#### Task instructions:
Gather every line of the records below that contains the word "wheel".

#### Entries provided:
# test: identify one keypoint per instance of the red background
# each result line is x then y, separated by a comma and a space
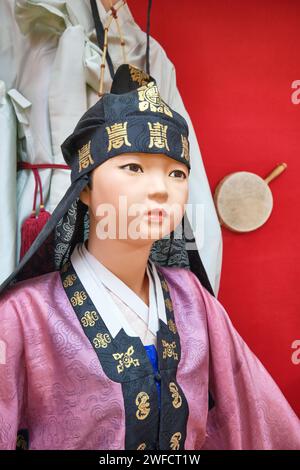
235, 64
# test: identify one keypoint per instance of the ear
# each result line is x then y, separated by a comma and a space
85, 196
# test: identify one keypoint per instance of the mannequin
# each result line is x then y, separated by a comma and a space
110, 350
152, 183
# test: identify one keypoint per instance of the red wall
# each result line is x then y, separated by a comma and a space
236, 62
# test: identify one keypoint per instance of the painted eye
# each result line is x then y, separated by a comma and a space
180, 174
133, 167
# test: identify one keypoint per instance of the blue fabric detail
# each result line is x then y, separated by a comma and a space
153, 357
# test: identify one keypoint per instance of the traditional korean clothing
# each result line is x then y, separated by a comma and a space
84, 364
59, 81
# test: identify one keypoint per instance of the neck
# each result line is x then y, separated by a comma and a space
125, 260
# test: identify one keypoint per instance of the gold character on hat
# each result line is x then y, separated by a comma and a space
117, 135
138, 75
185, 148
158, 136
85, 157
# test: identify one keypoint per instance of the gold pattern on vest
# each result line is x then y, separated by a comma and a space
168, 304
177, 400
101, 340
85, 157
175, 441
158, 136
142, 402
89, 318
149, 97
125, 360
172, 326
69, 280
117, 136
169, 350
78, 298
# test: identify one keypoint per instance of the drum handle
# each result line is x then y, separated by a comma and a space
276, 172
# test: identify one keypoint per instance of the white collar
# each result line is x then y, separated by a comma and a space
94, 276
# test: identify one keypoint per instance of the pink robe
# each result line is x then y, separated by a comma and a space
52, 383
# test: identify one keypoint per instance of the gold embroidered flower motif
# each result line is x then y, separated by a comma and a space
172, 326
149, 97
89, 318
101, 340
177, 400
142, 402
169, 350
175, 441
69, 280
78, 298
125, 360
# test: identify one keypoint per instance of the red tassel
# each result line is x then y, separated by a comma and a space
30, 229
32, 226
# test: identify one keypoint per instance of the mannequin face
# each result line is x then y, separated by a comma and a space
127, 187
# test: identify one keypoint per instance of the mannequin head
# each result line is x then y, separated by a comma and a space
128, 186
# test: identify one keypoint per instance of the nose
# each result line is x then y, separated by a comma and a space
157, 188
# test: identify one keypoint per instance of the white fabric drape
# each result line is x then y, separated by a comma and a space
55, 66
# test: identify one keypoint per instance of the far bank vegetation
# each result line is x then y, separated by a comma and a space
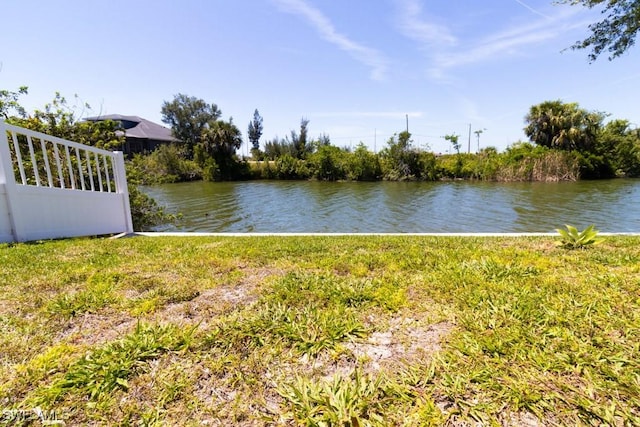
566, 143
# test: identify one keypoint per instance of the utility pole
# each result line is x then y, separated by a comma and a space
478, 132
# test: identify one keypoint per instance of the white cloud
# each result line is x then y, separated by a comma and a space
368, 56
413, 26
371, 114
506, 43
526, 6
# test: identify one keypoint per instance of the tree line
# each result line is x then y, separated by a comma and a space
566, 142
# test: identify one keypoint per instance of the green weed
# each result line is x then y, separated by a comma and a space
571, 238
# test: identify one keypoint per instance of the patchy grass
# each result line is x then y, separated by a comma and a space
349, 331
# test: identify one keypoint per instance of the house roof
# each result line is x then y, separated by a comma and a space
137, 127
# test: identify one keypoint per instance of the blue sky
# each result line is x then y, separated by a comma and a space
356, 69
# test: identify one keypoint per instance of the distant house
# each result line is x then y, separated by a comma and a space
141, 135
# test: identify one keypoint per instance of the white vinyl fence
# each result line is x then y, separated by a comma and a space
53, 188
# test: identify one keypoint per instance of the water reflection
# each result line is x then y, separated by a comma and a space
292, 206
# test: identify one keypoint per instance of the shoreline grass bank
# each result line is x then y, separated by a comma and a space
289, 330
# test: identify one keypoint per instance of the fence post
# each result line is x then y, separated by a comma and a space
7, 178
121, 187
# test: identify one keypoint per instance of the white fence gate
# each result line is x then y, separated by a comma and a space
54, 188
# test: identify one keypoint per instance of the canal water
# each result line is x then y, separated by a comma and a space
400, 207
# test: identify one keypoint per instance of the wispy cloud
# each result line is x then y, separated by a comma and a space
526, 6
413, 24
506, 43
364, 54
370, 114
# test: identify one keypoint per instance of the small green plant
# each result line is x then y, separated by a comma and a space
571, 238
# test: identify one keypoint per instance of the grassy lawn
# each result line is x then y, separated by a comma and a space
345, 331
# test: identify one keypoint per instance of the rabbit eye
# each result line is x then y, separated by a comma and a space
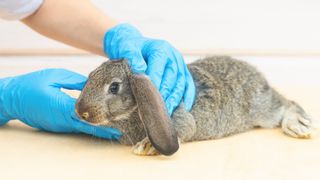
114, 88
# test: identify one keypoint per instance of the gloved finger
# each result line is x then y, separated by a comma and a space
98, 131
190, 91
156, 66
169, 79
135, 60
69, 80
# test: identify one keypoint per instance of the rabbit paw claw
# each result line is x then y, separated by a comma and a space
145, 148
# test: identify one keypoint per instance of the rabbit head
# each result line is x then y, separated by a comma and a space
112, 93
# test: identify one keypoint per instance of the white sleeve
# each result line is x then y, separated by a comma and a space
18, 9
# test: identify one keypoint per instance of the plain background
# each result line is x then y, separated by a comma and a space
245, 25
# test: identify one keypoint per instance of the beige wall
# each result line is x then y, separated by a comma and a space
221, 25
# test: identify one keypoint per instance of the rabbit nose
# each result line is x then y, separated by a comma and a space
85, 115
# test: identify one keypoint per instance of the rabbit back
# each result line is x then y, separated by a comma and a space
231, 96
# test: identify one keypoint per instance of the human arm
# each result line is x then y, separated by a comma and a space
74, 22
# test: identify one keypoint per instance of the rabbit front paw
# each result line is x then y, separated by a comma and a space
296, 125
145, 148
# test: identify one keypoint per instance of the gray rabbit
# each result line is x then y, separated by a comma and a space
232, 97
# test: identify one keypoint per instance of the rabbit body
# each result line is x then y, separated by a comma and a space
232, 97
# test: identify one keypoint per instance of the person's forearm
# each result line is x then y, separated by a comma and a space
74, 22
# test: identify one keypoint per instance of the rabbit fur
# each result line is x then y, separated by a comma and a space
231, 97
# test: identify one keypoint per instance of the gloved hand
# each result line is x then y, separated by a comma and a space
157, 58
36, 100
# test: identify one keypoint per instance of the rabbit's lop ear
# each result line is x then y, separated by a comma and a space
153, 115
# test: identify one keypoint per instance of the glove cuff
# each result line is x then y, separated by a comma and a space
113, 37
4, 116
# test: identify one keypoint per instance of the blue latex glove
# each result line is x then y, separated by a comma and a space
36, 100
157, 58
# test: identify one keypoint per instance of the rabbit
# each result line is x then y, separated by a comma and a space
231, 97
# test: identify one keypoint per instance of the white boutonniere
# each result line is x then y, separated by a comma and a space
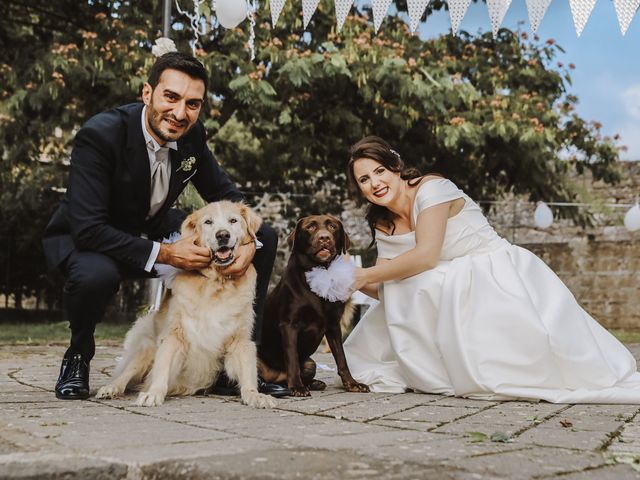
187, 164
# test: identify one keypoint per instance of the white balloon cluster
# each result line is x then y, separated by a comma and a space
543, 216
231, 13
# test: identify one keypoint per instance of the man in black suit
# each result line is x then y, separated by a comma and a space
128, 166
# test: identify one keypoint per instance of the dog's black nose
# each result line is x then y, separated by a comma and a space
223, 237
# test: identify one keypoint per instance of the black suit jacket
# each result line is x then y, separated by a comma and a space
109, 189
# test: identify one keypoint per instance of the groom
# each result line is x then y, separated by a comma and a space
128, 166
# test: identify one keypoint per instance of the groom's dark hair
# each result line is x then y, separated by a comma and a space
182, 62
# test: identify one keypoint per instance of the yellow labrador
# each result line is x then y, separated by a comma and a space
203, 325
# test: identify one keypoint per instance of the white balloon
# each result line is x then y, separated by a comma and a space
543, 216
231, 13
632, 218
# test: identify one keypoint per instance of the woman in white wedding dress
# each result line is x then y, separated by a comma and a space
464, 312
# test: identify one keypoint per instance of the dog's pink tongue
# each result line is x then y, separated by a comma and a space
223, 253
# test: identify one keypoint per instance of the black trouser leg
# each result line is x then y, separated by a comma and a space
91, 280
263, 263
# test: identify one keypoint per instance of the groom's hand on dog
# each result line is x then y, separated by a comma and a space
244, 256
184, 254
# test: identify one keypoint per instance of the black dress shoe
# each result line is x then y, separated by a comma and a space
227, 387
273, 389
73, 382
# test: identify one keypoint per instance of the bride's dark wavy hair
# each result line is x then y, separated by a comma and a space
375, 148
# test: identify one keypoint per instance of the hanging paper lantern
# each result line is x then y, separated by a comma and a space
276, 10
625, 10
457, 9
230, 13
581, 11
632, 218
543, 216
308, 9
342, 10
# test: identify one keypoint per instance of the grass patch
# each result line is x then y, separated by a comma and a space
57, 333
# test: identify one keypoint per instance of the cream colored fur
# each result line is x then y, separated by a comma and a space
204, 324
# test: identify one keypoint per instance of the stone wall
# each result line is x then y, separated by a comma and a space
600, 264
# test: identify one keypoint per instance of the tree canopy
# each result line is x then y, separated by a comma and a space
494, 115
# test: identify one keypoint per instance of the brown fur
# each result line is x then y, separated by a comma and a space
296, 319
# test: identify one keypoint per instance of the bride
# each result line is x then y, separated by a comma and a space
462, 311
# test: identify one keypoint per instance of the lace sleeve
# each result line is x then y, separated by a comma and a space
435, 192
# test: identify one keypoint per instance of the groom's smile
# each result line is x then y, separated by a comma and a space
173, 105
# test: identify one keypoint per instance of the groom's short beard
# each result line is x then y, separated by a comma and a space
155, 118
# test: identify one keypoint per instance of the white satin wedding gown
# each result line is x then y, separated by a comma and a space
491, 321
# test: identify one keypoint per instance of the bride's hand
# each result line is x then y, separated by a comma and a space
360, 279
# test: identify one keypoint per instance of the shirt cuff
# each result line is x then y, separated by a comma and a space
152, 257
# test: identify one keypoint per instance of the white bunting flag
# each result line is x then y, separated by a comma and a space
276, 9
457, 9
416, 9
581, 10
342, 10
497, 11
308, 9
537, 9
380, 8
625, 10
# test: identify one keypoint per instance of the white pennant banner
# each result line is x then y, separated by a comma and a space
276, 9
380, 8
342, 10
308, 9
416, 9
457, 9
537, 9
625, 10
497, 11
581, 10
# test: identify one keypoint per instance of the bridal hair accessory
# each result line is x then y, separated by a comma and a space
333, 283
163, 45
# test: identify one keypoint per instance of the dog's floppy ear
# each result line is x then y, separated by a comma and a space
189, 227
291, 239
253, 220
346, 242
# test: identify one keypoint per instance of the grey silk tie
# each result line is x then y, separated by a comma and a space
159, 181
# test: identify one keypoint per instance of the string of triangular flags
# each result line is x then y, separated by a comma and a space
580, 10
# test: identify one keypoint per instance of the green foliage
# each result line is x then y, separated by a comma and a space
493, 115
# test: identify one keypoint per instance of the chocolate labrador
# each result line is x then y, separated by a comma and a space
296, 319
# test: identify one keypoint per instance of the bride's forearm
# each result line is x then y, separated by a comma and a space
403, 266
371, 290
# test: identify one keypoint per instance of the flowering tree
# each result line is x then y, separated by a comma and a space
493, 115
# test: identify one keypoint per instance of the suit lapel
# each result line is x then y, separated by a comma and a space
138, 161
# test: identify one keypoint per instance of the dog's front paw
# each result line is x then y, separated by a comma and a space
258, 400
108, 391
356, 387
300, 391
148, 399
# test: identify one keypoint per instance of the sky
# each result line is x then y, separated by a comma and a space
607, 75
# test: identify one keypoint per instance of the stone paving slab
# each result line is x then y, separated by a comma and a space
332, 434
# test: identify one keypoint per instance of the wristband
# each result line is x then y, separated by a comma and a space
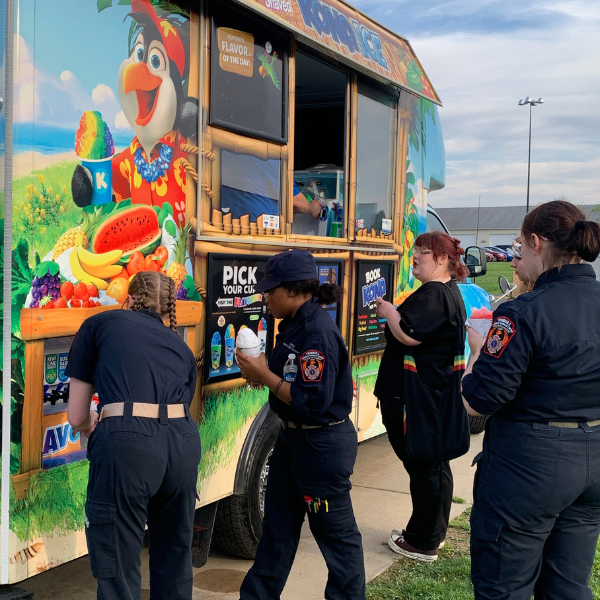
276, 391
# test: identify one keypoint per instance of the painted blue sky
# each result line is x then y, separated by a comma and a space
482, 57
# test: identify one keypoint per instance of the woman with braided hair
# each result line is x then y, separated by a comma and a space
144, 450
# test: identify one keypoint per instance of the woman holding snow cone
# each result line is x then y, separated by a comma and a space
310, 384
145, 450
418, 387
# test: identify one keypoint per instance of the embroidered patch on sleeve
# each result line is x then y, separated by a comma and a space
312, 363
500, 334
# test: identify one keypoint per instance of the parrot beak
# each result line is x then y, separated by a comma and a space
137, 78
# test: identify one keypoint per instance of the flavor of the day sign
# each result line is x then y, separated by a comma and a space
352, 35
231, 305
373, 281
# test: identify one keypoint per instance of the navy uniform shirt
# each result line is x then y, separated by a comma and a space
322, 392
132, 357
541, 359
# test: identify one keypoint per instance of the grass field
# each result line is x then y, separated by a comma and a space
489, 282
447, 579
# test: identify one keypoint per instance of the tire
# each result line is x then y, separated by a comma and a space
477, 424
238, 523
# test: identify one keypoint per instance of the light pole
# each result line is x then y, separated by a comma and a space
531, 103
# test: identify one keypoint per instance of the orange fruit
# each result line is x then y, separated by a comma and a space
118, 289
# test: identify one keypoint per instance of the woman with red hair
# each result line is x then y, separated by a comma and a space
415, 387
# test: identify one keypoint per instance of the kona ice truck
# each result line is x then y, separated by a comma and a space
146, 135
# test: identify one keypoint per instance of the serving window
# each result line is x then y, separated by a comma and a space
375, 159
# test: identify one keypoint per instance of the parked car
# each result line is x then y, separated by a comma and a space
498, 254
507, 249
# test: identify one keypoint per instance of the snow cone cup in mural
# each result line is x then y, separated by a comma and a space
248, 343
101, 171
95, 147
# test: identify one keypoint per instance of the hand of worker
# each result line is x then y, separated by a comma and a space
384, 308
315, 208
253, 369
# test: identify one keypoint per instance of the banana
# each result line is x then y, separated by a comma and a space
83, 275
89, 260
102, 272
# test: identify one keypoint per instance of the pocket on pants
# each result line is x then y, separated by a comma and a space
486, 546
101, 535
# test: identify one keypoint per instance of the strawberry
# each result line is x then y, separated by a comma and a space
60, 303
81, 290
66, 290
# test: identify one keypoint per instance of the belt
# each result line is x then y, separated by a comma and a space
142, 409
292, 425
573, 424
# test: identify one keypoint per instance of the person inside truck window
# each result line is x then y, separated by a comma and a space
310, 383
430, 321
145, 450
536, 516
252, 186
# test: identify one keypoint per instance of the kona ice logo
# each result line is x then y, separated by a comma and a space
57, 438
375, 287
355, 36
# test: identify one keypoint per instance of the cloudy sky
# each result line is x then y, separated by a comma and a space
482, 57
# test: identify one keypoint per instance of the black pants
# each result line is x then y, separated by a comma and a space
431, 485
536, 516
142, 472
309, 473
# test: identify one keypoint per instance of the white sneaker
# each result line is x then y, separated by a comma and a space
400, 533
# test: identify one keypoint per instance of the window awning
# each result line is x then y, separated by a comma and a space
353, 37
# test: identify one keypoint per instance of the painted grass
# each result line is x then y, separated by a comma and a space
225, 415
489, 282
446, 579
42, 236
55, 504
367, 382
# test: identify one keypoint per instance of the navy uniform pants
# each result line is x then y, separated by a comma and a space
142, 472
536, 517
309, 474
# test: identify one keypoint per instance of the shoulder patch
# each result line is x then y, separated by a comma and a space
312, 363
500, 334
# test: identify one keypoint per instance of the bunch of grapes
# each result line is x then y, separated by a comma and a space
182, 292
45, 284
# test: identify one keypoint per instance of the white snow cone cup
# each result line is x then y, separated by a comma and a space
248, 343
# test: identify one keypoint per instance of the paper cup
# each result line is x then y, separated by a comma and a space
251, 351
101, 171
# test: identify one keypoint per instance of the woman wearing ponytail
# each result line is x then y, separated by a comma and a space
536, 517
418, 388
144, 450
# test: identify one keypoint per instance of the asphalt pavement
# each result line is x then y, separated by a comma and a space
381, 501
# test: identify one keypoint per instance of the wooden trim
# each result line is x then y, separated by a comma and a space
37, 323
353, 101
33, 406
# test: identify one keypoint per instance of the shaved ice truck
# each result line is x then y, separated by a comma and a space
192, 138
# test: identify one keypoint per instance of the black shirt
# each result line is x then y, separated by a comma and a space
429, 316
541, 359
132, 357
322, 391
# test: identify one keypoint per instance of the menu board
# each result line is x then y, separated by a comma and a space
331, 272
248, 78
231, 303
373, 281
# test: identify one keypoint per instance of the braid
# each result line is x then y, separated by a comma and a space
171, 305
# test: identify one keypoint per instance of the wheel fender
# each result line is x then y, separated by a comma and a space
264, 414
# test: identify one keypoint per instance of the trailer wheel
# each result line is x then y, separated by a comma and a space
477, 424
238, 524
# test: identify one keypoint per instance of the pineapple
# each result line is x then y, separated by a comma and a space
176, 270
85, 229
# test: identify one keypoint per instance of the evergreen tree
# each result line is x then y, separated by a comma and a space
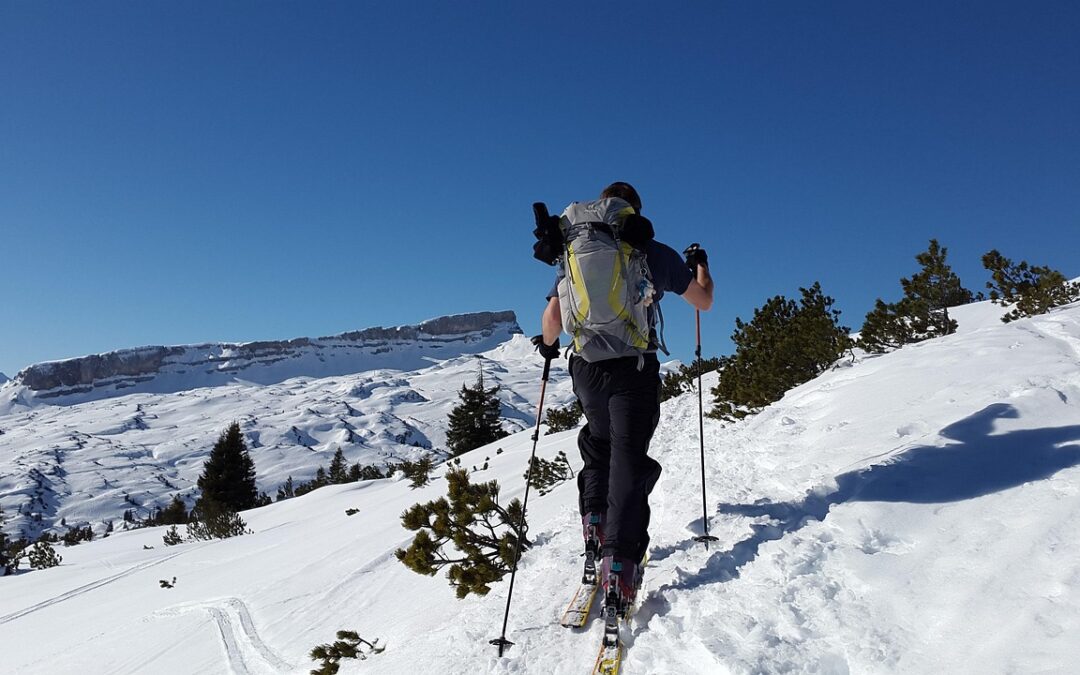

#### Reply to the exercise:
# test: identify one keypoint per instance of the wheel fender
# test: identify one keypoint per instance of the trailer wheel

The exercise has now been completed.